If you hadn’t heard already, there’s a great deal of creative energy flowing through Palestine right now. The very first Palestine Photo-Marathon was launched by the Danish House in Palestine (DHIP) earlier this month, where scores of amateur and professional photographers came together in a competition to interpret a series of themes within a limited period of time. Here artist and photographer Maher Khatib shares his experiences.
As a photographer of Palestinian descent who has lived in Denmark for over 25 years, I am always eager to expose the stories, colors and details that are invisible to audiences outside of Palestine. We are all so used to seeing the difficult side of Palestinian reality: the occupation, the Wall, the clashes, the demonstrations. Very rarely do we see the fabric of everyday life.
Palestine boasts some amazing photographers: Rula Halawani and Ahlam Shibli to name a few. Among the younger generation Yazan Khalili and Khaled Jarrar come to mind. Yet the photography community is very small, and there is no widespread sense that photography need not be documentary or journalistic to have an impact.

QUESTIONS TO ANSWER:
• a. According to the article on the Palestine Photo-Marathon, which organization launched the event?
• b. Carry the article on the Palestine Photo-Marathon further, picking up after its final sentence.
The entries placed after this article are unrelated to the work here.

Entries from a dataset

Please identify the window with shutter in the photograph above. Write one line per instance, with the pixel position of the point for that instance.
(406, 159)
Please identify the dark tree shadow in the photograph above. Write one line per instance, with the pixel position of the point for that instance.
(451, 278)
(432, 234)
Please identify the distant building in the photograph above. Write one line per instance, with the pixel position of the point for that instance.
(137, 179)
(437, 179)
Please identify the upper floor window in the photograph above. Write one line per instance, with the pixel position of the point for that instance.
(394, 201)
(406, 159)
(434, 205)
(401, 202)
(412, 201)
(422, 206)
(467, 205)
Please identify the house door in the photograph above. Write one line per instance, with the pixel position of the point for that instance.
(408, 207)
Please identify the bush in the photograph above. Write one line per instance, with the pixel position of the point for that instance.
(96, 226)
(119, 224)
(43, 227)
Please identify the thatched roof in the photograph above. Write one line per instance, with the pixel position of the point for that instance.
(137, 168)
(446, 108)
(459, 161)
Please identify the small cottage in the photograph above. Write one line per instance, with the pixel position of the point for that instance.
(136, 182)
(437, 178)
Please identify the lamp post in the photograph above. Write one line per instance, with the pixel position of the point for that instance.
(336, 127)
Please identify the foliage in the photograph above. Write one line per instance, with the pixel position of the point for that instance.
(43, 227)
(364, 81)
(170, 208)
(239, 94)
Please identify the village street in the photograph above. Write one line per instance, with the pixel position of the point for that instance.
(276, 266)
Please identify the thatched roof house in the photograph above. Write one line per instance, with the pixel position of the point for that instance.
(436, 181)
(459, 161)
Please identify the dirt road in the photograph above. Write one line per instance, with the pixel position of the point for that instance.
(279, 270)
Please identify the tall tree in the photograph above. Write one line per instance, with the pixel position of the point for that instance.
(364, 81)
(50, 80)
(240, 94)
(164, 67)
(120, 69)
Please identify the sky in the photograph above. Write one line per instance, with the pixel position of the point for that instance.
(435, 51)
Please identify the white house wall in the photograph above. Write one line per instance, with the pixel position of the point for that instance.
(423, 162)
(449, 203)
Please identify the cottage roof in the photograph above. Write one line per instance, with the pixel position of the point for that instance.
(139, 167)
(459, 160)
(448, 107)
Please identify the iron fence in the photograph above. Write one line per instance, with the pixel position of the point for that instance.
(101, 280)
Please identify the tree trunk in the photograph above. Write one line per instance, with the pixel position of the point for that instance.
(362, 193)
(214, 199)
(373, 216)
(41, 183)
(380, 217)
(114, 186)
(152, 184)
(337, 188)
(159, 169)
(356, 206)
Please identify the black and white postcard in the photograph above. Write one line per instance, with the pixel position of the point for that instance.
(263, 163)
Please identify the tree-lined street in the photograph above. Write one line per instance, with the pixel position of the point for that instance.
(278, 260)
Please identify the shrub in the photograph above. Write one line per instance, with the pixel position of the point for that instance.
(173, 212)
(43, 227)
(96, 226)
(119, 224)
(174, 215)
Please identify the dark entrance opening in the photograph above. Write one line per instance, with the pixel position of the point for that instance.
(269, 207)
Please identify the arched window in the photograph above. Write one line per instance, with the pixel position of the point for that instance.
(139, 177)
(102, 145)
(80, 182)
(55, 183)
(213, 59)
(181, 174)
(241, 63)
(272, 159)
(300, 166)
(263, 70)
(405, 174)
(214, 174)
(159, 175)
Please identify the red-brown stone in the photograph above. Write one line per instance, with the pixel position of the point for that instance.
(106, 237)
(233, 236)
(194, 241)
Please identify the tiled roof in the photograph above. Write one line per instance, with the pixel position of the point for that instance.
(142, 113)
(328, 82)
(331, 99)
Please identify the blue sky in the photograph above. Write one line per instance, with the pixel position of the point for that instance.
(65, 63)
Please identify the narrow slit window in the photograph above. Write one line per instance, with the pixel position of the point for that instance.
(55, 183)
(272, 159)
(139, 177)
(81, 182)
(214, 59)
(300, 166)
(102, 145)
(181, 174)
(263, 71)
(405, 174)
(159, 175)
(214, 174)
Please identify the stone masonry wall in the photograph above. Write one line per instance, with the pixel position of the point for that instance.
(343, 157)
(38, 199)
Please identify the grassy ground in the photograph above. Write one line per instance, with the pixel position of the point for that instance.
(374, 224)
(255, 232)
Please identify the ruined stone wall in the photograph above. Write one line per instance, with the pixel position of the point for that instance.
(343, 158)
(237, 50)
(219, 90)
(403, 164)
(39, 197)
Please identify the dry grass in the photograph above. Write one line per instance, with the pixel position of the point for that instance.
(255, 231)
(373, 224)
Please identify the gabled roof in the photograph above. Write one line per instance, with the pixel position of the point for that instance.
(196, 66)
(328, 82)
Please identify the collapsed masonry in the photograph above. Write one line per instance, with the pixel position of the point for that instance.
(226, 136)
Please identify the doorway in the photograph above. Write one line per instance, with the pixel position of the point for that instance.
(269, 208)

RESULTS IN ORDER:
• a. The Danish House in Palestine (DHIP).

• b.
The photo-marathon began at 9 am sharp on May 1. There was anticipation and nervous smiles all around because very few participants knew each other. In total 72 people signed up for the marathon. 39 completed. It’s not everyday you see so many photographers and people who love photography in one place in Palestine. Young and old, of all classes, carrying big and small cameras, phones and iPads – they were anxiously waiting to be presented with the themes which were developed by the young Palestinian poet Dalia Taha and comedian Manal Awad in coordination with DHIP.
Anjidd zaaki, theme #1 translates to “so delicious”. Bint al-hara, theme #4, doesn’t translate well into English. Not quite the girl next door. Not quite the neighbor’s girl. Perhaps best translated as homey girl. Theme #6: Ana urid… A paraphrase of the chants of the Arab Spring – al-sha’b yurid (the people want). Here the I is the subject. I want…
I followed some of the participants around the narrow streets of Ramallah’s old city. One young guy, Bassam Darrab, had no camera but used his 7″ Galaxy tablet: “Look, I’m not a photographer, and I don’t have a camera but I love photography and I want to meet people and try this challenge.” And it was no small challenge for him to walk and hold the tablet and take photos. But he managed quite well. And why not, I thought to myself, why not a tablet. This isn’t a technical competition but more about creating compelling images.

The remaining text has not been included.